* Compito richiesto 1 *
Indichi, una per riga, tutte le affermazioni che il segmento del documento fa sull'azienda stessa, escludendo quelle relative al controllo.
* Compito richiesto 2 *
Secondo il segmento del documento, per quale motivo il controllo era circoscritto nell'ambito del territorio nazionale?

* Segmento del documento *
==================================================
L’azienda appariva sana sotto tutti gli aspetti da quello industriale a quello amministrativo. Produceva materiale importante per l’industria automobilistica ed aveva rapporti oltre che nel territorio nazionale anche con l’estero. Allo stato attuale il nostro controllo esulava il fatto di scovare eventuali irregolarità con operazioni estero su estero. Non c’erano elementi tali da iniziare anche questo tipo di operazioni e certamente tre persone non sarebbero state sufficienti. Le violazioni da accertare non contemplavano frodi tali da attivare anche le Procure della Repubblica per cui il controllo era circoscritto nell’ambito del territorio nazionale.
==================================================
* Dati forniti *
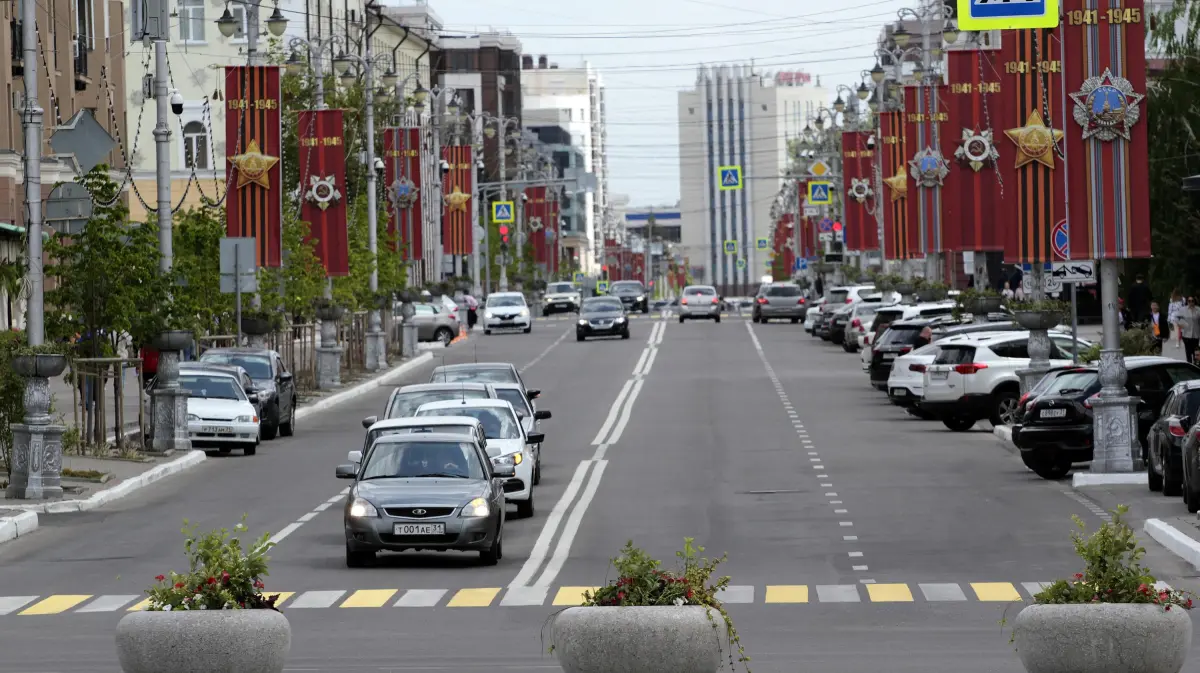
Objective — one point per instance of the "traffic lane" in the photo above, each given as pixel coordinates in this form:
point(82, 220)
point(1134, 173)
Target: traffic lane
==================================================
* Risultato atteso 1 *
L'azienda appariva sana sotto tutti gli aspetti, da quello industriale a quello amministrativo.
Produceva materiale importante per l'industria automobilistica.
Aveva rapporti nel territorio nazionale e anche con l'estero.

* Risultato atteso 2 *
Perché le violazioni da accertare non contemplavano frodi tali da attivare anche le Procure della Repubblica.